**Material provided**
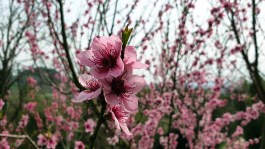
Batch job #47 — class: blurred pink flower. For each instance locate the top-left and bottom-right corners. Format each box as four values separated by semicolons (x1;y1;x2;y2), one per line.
72;74;101;102
37;134;47;146
110;104;132;135
77;35;124;79
85;119;96;133
101;72;145;112
75;141;85;149
27;77;37;87
0;138;10;149
47;135;57;149
0;99;5;110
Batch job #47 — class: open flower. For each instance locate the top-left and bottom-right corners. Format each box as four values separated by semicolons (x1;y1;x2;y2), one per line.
72;74;101;102
123;46;148;69
78;35;124;79
101;72;145;112
110;104;132;135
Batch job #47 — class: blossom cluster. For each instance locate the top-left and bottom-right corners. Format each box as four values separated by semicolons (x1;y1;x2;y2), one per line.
72;35;147;135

**Direction**
Please render the items from the line with "Batch job #47 — class: blossom" through the end of the items as a two-column CSV with the columns item_text and answer. Give one row per item, with each value in a single quoted field and line breaks turned into spaces.

**Answer to the problem**
item_text,answer
"Batch job #47 — class: blossom cluster. For each instance locate the top-left and bottom-right corners. Format each box as four values separated by semicolons (x1;y1;x2;y2), one per line.","72;35;147;135"